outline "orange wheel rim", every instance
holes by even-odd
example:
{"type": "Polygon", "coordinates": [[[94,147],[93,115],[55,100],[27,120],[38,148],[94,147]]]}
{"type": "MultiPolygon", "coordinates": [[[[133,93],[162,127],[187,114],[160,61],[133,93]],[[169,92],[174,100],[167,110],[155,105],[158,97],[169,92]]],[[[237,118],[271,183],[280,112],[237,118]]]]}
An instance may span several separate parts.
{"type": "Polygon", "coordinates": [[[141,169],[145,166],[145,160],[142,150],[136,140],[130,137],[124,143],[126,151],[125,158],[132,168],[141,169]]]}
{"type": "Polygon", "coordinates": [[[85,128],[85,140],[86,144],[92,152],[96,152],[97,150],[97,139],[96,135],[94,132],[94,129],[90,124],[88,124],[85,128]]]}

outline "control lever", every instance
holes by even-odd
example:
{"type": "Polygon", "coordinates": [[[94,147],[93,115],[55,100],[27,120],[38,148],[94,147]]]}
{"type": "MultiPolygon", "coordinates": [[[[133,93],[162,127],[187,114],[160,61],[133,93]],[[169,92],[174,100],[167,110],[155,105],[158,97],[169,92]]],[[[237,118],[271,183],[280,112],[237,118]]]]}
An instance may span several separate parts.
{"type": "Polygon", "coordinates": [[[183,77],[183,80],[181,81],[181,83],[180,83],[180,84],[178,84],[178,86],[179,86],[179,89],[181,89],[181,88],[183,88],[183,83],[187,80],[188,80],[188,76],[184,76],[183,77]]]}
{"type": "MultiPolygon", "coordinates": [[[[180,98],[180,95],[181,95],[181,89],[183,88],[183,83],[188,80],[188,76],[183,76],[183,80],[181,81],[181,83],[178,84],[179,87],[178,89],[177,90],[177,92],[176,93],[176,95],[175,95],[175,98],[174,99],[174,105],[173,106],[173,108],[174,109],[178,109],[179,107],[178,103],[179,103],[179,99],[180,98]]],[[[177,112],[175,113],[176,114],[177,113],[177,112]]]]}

## What you have to do
Reproduce the records above exactly.

## Exercise output
outline "orange wheel rim", every instance
holes by even-odd
example:
{"type": "Polygon", "coordinates": [[[94,147],[93,115],[55,100],[27,120],[38,148],[94,147]]]}
{"type": "MultiPolygon", "coordinates": [[[[133,93],[162,127],[187,114],[160,61],[133,93]],[[169,92],[174,100],[167,110],[155,105],[158,97],[169,92]]],[[[237,118],[271,183],[280,112],[237,118]]]]}
An instance may span several separate parts.
{"type": "Polygon", "coordinates": [[[141,169],[145,166],[145,160],[142,150],[136,140],[130,137],[124,143],[126,151],[125,158],[132,168],[141,169]]]}
{"type": "Polygon", "coordinates": [[[85,128],[85,140],[86,144],[92,152],[96,152],[97,150],[97,139],[96,135],[94,132],[94,129],[90,124],[88,124],[85,128]]]}

outline "control lever", every instance
holes by even-odd
example:
{"type": "Polygon", "coordinates": [[[94,147],[93,115],[55,100],[27,120],[38,148],[94,147]]]}
{"type": "MultiPolygon", "coordinates": [[[[133,93],[162,127],[187,114],[160,61],[133,93]],[[169,92],[174,100],[167,110],[155,105],[158,97],[169,92]]],[[[237,118],[271,183],[280,112],[237,118]]]]}
An instance may span several separate parts.
{"type": "Polygon", "coordinates": [[[183,77],[183,80],[181,81],[181,83],[180,83],[180,84],[178,84],[178,86],[179,86],[179,89],[181,89],[181,88],[183,88],[183,83],[187,80],[188,80],[188,76],[184,76],[183,77]]]}
{"type": "MultiPolygon", "coordinates": [[[[180,98],[180,95],[181,95],[181,89],[183,88],[183,83],[188,80],[188,76],[183,76],[183,80],[181,81],[181,83],[178,84],[179,87],[178,89],[177,90],[177,92],[176,93],[176,95],[175,95],[175,98],[174,99],[174,105],[173,106],[173,108],[174,109],[178,109],[179,107],[178,103],[179,103],[179,99],[180,98]]],[[[177,112],[175,113],[176,114],[177,113],[177,112]]]]}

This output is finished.